Description of the task
Using the records below, copy out exactly the line that contains "the orchid flower" and every line that follows it, up to and including the last, and no others.

Data supplied
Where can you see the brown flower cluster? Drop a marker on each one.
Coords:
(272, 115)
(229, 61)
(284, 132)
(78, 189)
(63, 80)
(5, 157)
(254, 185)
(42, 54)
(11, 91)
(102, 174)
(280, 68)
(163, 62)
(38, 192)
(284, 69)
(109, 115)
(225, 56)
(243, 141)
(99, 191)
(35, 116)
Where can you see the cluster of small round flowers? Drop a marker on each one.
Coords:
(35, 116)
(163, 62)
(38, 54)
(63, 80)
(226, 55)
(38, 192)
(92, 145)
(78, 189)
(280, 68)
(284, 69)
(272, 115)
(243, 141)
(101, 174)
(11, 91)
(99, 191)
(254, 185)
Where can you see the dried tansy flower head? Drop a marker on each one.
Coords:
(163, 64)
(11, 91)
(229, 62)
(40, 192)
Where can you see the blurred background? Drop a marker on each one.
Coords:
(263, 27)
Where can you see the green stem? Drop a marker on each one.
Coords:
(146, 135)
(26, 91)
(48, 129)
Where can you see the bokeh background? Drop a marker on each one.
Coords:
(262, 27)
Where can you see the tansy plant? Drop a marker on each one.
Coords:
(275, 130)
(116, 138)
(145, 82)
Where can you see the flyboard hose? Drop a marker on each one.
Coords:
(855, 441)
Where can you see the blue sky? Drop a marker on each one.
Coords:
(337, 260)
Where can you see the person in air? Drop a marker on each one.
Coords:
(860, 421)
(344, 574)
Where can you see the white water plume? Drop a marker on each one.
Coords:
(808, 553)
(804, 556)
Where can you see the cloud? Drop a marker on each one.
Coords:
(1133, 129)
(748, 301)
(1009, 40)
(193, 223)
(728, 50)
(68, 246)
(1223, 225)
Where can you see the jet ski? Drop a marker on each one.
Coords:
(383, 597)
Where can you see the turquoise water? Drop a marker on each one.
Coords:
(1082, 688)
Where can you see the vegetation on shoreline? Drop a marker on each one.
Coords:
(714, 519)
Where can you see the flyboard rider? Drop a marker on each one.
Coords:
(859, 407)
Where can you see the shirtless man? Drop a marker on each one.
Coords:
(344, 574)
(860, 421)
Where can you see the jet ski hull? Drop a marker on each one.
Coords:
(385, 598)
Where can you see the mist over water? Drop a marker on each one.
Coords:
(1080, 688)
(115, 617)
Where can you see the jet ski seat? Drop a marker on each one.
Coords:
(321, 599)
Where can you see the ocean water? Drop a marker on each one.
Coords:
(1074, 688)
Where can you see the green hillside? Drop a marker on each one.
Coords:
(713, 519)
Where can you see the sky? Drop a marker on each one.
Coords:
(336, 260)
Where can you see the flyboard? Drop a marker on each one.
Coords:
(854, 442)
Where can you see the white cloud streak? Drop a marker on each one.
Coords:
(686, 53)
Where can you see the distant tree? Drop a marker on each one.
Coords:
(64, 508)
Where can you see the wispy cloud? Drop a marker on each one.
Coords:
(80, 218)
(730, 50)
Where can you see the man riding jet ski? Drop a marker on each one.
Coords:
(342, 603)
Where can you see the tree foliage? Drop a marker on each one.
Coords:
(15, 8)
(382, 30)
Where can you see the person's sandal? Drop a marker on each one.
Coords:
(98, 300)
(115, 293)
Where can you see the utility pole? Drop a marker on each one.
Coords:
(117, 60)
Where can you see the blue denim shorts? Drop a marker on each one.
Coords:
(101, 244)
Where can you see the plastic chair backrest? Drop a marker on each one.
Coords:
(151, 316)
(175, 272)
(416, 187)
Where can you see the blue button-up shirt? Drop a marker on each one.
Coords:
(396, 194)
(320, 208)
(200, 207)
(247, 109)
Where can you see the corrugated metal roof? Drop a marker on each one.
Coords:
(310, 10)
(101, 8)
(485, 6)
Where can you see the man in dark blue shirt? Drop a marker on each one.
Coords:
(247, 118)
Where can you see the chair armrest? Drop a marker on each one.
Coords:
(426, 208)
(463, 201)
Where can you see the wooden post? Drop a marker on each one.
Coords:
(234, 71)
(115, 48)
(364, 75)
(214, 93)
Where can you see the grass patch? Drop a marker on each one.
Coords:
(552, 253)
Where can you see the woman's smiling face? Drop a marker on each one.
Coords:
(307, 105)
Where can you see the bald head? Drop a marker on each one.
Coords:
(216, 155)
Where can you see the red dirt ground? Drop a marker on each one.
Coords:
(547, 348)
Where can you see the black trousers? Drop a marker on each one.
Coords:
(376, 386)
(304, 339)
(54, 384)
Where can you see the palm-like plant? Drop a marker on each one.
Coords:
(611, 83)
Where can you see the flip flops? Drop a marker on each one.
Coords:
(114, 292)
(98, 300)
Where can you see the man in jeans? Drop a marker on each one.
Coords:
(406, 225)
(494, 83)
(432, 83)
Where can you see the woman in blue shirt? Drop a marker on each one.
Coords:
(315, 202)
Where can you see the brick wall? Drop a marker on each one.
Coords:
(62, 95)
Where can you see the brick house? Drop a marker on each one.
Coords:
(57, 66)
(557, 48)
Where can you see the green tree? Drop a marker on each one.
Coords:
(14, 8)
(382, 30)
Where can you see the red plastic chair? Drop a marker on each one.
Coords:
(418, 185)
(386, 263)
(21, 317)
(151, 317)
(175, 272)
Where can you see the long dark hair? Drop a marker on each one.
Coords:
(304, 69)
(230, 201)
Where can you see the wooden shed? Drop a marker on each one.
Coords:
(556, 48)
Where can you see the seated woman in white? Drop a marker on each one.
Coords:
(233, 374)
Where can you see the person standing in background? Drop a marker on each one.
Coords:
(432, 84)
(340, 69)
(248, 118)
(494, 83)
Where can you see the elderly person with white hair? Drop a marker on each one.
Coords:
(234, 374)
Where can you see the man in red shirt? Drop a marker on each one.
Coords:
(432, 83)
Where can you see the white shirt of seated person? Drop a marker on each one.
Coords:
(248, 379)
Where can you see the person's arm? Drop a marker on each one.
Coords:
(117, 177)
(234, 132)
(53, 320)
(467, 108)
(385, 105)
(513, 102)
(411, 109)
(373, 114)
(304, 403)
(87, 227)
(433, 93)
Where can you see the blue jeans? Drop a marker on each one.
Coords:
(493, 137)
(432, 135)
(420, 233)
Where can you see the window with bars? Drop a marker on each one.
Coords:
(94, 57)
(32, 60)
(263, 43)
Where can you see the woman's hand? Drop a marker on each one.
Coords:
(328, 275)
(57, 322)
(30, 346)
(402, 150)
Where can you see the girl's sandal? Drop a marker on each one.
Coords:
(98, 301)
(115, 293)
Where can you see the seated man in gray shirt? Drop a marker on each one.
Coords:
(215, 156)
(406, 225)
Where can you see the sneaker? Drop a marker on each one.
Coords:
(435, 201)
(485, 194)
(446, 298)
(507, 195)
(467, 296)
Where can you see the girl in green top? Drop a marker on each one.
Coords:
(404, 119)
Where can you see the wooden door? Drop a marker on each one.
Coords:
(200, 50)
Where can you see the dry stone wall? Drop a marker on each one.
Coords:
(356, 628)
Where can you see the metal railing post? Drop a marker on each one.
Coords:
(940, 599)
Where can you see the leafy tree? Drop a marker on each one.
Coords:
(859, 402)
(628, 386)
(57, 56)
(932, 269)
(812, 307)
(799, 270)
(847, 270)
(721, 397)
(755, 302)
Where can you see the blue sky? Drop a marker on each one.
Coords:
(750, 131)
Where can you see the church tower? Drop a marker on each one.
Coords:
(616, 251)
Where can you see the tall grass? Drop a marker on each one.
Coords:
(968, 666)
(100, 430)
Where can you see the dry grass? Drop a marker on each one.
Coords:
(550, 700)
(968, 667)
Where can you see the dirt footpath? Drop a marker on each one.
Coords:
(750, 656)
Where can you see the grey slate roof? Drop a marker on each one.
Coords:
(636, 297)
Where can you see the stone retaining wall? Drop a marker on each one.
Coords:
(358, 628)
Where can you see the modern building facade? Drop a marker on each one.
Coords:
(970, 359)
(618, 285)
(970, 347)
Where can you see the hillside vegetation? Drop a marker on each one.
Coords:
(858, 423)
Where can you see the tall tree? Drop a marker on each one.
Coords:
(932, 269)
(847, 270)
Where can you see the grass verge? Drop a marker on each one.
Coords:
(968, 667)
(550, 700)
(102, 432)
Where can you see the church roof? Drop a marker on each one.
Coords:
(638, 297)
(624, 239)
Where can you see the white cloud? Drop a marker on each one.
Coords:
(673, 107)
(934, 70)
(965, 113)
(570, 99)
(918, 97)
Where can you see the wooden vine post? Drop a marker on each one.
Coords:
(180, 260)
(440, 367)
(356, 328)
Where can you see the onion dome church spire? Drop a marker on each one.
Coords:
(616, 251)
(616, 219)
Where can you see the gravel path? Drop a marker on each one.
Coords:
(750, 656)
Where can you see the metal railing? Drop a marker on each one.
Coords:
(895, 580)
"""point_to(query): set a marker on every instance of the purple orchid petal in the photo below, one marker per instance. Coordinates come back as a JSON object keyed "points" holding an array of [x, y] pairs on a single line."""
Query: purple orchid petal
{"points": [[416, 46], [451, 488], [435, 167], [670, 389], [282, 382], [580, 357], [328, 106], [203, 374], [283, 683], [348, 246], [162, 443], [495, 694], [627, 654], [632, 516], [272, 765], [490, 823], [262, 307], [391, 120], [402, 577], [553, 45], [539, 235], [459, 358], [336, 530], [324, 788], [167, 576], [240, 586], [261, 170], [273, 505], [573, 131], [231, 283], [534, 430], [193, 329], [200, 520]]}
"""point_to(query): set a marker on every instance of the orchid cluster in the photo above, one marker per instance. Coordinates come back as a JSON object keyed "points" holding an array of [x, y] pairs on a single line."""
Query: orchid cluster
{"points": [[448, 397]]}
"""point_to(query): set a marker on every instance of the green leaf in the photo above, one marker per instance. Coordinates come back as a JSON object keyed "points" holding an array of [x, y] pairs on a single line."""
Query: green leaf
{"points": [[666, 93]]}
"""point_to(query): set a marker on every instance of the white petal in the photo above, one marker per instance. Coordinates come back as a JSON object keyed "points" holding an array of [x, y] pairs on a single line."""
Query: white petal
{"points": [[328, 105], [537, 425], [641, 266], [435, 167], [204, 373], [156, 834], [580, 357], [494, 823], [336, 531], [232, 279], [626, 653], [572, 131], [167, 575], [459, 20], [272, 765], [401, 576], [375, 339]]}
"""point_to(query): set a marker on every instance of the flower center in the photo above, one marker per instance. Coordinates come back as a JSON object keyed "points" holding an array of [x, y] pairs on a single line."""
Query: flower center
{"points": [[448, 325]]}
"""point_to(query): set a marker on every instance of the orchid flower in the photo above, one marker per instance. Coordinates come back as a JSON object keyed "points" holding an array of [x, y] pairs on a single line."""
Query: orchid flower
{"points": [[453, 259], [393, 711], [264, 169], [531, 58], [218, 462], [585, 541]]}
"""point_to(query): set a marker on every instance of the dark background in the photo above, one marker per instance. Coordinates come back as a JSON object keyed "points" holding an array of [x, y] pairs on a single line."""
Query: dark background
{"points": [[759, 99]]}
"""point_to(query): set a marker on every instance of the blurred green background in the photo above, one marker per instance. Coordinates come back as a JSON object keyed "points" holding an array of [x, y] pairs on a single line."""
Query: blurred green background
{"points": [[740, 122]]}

Problem solution
"""point_to(query): set a marker on every instance of the orchid flower in the photo above, one marker per instance. Coordinates come back as a JSON object keyed "points" holding an array of [x, y] pairs on a single line."""
Query: orchid flower
{"points": [[453, 259], [393, 711], [264, 169], [531, 58], [218, 462], [585, 541]]}
"""point_to(query): set a marker on every instance of the dark background in the photo above, one marker per instance. Coordinates come back as a JSON object keyed "points" holding an array of [x, y] pairs on a single line."""
Query: dark background
{"points": [[759, 99]]}
"""point_to(query): set a marker on every instance of the blurred green background in the photo above, one marker per instance. Coordinates come back as a JSON object keyed "points" holding an array of [x, y] pairs on a single line."""
Query: blurred green background
{"points": [[740, 122]]}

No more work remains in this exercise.